→ Written task:
Begin at the line that contains "Expected: one point per instance of the man's nose, reported" and repeat every line from there to the end of the records below, inclusive, without adding any other line.
****
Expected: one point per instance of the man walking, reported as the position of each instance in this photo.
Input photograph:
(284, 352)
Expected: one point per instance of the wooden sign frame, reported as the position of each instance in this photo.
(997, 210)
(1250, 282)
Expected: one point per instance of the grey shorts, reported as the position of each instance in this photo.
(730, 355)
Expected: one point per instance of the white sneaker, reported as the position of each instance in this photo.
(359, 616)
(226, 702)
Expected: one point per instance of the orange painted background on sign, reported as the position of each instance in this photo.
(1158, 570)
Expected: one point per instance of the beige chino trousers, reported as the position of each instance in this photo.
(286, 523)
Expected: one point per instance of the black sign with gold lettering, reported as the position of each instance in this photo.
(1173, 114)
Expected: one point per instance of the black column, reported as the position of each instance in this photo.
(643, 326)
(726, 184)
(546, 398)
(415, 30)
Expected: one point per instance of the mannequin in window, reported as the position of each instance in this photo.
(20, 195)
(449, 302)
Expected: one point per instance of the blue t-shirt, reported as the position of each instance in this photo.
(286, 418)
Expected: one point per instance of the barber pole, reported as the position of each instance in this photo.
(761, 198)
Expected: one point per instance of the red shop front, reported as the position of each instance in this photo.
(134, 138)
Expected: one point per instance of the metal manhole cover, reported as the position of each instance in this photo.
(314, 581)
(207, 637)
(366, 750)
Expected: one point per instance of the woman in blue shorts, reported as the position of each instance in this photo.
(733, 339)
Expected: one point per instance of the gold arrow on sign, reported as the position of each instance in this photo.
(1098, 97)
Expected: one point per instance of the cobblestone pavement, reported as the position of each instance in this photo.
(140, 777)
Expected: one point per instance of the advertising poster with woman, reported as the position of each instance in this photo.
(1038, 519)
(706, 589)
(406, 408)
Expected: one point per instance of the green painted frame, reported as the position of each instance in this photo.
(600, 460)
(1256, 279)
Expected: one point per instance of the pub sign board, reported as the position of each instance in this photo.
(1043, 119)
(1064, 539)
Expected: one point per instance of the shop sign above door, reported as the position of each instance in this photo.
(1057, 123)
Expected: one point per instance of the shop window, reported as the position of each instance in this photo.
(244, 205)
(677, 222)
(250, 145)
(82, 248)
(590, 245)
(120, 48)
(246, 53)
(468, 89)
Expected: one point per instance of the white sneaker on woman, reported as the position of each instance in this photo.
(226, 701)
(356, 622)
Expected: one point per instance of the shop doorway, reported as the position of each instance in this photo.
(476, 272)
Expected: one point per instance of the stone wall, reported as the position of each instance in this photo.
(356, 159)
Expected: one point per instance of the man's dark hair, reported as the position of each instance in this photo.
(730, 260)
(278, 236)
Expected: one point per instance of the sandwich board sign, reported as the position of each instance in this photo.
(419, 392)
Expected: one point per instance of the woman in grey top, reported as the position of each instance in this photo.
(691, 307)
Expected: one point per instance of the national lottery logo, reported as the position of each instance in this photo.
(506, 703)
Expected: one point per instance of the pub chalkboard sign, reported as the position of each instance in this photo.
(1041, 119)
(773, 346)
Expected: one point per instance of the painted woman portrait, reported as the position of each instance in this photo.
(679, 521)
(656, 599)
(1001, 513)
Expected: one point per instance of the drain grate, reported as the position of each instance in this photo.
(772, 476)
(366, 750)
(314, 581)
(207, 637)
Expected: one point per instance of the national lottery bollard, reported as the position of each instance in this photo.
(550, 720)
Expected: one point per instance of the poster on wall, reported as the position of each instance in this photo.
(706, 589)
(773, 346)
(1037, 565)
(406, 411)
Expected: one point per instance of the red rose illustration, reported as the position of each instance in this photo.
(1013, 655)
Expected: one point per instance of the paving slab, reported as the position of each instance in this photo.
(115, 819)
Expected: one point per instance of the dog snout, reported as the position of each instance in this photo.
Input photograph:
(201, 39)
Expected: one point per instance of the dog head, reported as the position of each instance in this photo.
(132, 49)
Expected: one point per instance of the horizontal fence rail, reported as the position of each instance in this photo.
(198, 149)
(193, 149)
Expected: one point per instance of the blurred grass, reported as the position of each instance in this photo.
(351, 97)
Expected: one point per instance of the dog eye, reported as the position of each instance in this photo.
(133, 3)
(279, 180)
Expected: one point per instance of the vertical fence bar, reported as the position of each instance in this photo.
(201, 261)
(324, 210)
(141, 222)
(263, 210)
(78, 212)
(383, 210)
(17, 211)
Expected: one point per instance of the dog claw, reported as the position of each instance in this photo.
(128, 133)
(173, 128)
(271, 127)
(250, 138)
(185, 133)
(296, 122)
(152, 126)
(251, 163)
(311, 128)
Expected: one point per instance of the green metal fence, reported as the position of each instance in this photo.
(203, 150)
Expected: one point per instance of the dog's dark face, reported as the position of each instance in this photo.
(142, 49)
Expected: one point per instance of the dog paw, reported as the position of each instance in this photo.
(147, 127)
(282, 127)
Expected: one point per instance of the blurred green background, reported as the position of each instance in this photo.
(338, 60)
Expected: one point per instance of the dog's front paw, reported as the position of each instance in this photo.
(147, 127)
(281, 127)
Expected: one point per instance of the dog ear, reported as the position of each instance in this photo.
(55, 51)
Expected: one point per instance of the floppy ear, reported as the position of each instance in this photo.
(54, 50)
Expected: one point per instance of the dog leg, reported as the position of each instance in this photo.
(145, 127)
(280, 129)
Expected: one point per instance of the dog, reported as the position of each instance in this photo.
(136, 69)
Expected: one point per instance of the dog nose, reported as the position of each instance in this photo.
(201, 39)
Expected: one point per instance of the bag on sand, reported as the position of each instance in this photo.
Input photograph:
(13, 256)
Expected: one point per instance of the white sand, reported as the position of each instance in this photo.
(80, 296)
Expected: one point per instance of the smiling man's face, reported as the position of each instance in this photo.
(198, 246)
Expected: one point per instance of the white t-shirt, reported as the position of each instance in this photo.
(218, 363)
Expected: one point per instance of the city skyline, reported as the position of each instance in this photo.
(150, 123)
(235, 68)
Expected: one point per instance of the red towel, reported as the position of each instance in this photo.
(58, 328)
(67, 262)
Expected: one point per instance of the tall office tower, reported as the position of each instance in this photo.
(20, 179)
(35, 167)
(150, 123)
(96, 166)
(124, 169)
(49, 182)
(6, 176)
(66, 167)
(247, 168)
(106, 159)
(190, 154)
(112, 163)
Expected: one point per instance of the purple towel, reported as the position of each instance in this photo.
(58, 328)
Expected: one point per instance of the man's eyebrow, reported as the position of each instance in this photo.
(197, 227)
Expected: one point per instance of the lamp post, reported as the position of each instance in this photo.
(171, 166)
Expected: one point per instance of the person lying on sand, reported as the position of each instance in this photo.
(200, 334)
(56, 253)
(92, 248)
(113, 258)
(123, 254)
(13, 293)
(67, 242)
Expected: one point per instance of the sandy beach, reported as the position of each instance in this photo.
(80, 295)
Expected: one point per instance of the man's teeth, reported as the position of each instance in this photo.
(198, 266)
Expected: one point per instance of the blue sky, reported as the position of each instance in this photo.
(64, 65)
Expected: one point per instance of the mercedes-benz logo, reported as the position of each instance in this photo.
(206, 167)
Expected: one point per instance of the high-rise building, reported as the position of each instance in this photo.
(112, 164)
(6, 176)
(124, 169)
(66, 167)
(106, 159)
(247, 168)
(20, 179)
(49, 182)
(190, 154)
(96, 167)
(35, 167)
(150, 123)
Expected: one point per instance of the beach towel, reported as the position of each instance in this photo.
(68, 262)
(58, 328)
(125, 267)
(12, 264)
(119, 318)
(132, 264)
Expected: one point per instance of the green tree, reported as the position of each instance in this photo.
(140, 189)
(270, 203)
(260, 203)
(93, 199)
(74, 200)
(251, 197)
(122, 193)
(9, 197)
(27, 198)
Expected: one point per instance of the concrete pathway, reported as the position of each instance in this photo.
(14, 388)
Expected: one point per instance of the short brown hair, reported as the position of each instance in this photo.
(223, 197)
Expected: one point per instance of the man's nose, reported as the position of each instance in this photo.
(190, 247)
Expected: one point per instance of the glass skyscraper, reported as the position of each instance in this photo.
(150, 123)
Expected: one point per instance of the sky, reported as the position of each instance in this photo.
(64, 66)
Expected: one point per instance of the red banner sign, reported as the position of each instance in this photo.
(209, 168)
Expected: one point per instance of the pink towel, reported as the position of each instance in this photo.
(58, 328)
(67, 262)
****
→ Response:
Expected: one point per instance of the man's nose, reported as the position of each instance in this photo.
(190, 247)
Expected: one point per instance of the glass skyscraper, reported as the position of each instance in this photo.
(150, 123)
Expected: one point per instance of the sky, reported as the position of each instance in this photo.
(64, 66)
Expected: one point per instance of the red banner sign, reported as the position of each instance in this photo.
(209, 168)
Expected: one point per instance of the pink towel, reported as the position of each instance in this photo.
(58, 328)
(67, 262)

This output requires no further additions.